■ EXERCISE DIRECTIONS
Retype each record exactly.

* * * * *

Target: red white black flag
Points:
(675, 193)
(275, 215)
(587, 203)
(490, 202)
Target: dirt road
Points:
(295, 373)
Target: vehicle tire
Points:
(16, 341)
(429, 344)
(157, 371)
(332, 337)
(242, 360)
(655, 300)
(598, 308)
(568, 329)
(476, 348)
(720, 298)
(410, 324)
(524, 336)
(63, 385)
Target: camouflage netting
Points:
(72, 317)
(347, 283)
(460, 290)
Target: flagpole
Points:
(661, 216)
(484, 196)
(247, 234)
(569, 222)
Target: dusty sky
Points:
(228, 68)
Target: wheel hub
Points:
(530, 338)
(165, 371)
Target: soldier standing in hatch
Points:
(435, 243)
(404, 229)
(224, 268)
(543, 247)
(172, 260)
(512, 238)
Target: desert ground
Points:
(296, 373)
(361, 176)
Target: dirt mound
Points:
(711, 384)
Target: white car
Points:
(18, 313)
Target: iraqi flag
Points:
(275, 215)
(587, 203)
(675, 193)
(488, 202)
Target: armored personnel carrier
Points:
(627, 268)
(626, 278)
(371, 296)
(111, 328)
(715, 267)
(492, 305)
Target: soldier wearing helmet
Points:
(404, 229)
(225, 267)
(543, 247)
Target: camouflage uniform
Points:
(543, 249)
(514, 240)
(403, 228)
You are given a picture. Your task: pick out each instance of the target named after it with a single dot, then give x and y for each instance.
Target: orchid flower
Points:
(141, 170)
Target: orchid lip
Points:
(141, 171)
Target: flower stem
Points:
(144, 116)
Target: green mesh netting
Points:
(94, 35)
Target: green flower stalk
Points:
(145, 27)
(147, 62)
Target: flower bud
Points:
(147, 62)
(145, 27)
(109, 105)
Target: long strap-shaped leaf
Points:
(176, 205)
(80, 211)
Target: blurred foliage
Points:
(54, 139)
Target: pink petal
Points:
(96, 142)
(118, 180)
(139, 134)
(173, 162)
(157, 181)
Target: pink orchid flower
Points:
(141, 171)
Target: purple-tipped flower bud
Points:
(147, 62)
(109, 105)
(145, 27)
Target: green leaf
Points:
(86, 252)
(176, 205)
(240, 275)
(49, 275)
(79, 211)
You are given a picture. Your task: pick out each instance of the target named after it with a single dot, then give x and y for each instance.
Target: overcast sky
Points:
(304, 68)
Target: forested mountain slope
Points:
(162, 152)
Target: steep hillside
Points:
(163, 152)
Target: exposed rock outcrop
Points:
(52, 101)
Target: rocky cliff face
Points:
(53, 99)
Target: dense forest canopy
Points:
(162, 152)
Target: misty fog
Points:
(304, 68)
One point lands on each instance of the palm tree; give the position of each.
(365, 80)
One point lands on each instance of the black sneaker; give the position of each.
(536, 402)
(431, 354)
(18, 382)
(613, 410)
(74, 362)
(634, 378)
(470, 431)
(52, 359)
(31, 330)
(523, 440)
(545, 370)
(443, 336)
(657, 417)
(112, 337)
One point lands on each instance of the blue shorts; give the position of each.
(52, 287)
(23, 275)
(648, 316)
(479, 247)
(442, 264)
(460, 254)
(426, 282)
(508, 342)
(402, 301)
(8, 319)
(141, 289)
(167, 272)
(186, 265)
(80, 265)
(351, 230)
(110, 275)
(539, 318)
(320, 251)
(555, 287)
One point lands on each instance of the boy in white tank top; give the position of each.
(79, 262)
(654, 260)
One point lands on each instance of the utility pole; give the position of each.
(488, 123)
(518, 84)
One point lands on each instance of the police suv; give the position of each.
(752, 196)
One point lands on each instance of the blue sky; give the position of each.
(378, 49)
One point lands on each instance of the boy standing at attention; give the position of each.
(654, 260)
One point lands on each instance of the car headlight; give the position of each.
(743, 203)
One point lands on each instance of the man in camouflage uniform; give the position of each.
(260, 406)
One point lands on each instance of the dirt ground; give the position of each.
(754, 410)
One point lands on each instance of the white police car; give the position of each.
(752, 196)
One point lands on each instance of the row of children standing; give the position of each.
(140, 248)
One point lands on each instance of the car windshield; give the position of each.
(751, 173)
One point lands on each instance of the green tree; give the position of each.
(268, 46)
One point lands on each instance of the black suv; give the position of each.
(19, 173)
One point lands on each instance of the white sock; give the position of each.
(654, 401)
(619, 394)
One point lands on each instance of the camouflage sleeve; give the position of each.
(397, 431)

* * * * *

■ SOLVED EXERCISE
Target: red white black flag
Points:
(675, 193)
(275, 215)
(587, 203)
(490, 202)
Target: dirt road
Points:
(295, 373)
Target: vehicle tire
Points:
(16, 341)
(429, 344)
(157, 371)
(332, 337)
(242, 360)
(655, 300)
(598, 308)
(568, 329)
(476, 348)
(720, 298)
(410, 324)
(524, 336)
(63, 385)
Target: camouflage netting
Points:
(72, 317)
(347, 283)
(460, 290)
Target: flagpole
Points:
(661, 216)
(484, 196)
(247, 234)
(569, 222)
Target: dusty sky
Points:
(228, 68)
Target: wheel hub
Points:
(530, 338)
(165, 371)
Target: soldier standing in hatch
Points:
(435, 243)
(404, 229)
(224, 268)
(543, 247)
(172, 260)
(512, 238)
Target: desert ground
Points:
(296, 373)
(361, 176)
Target: dirt mound
Points:
(711, 384)
Target: white car
Points:
(18, 313)
Target: iraqi flag
Points:
(275, 215)
(587, 203)
(675, 193)
(488, 202)
Target: armored personnel carrier
Points:
(627, 268)
(626, 278)
(371, 296)
(111, 328)
(715, 267)
(492, 305)
Target: soldier wearing helmet
Points:
(404, 229)
(225, 267)
(543, 247)
Target: camouflage uniform
Points:
(543, 249)
(514, 240)
(403, 228)
You are given a picture. Your task: pick out each instance of the target named after it with a single dot, then give x and y for each instance.
Target: orchid flower
Points:
(141, 170)
Target: orchid lip
Points:
(141, 171)
Target: flower stem
Points:
(144, 116)
Target: green mesh netting
Points:
(94, 35)
Target: green flower stalk
Points:
(145, 27)
(147, 62)
Target: flower bud
Points:
(147, 62)
(145, 27)
(109, 105)
Target: long strap-shaped leaf
Points:
(176, 205)
(80, 211)
Target: blurred foliage
Points:
(54, 139)
Target: pink petal
Points:
(96, 142)
(118, 180)
(139, 134)
(173, 162)
(157, 181)
Target: pink orchid flower
Points:
(141, 171)
Target: purple-tipped flower bud
Points:
(147, 62)
(109, 105)
(145, 27)
Target: green leaf
Points:
(86, 252)
(176, 205)
(240, 275)
(49, 275)
(79, 211)
You are given a picture. Your task: pick out each instance of the target named after it with a single dot, then give x and y for each instance.
Target: overcast sky
Points:
(304, 68)
Target: forested mountain slope
Points:
(162, 152)
Target: steep hillside
Points:
(163, 152)
Target: exposed rock outcrop
Points:
(52, 101)
Target: rocky cliff face
Points:
(53, 99)
Target: dense forest canopy
Points:
(162, 152)
Target: misty fog
Points:
(304, 68)
One point lands on each instance of the palm tree; give the position of each.
(365, 80)
One point lands on each instance of the black sneaker; give the position of each.
(536, 402)
(431, 354)
(18, 382)
(613, 410)
(74, 362)
(634, 378)
(470, 431)
(52, 359)
(31, 330)
(523, 440)
(545, 370)
(443, 336)
(657, 417)
(112, 337)
One point lands on each instance of the blue shorts; give the position of each.
(52, 287)
(23, 275)
(648, 316)
(479, 247)
(442, 264)
(460, 254)
(426, 282)
(508, 342)
(402, 301)
(8, 319)
(141, 289)
(167, 272)
(186, 265)
(80, 265)
(351, 230)
(110, 275)
(539, 318)
(320, 251)
(555, 287)
One point lands on each instance of the boy in white tank top; give the position of each.
(79, 262)
(654, 260)
One point lands on each instance of the utility pole; give the position of each.
(488, 123)
(518, 84)
One point lands on each instance of the police suv; give the position of each.
(752, 196)
One point lands on each instance of the blue sky; give the position of each.
(378, 49)
One point lands on each instance of the boy standing at attention; give the position of each.
(654, 260)
One point lands on each instance of the car headlight; give the position of each.
(743, 203)
One point lands on each instance of the man in camouflage uniform; give the position of each.
(260, 406)
One point lands on each instance of the dirt ground; give the position of each.
(754, 410)
One point lands on each instance of the white police car; give the position of each.
(752, 196)
One point lands on each instance of the row of children standing; give the position of each.
(140, 248)
One point lands on each instance of the car windshield; give the position of each.
(751, 173)
One point lands on each instance of the green tree; give the position of each.
(268, 46)
One point lands on each instance of the black suv; give the position of each.
(19, 173)
One point lands on each instance of the white sock; give the position of each.
(654, 401)
(619, 394)
One point lands on each instance of the camouflage sleeve; give the position of each.
(397, 431)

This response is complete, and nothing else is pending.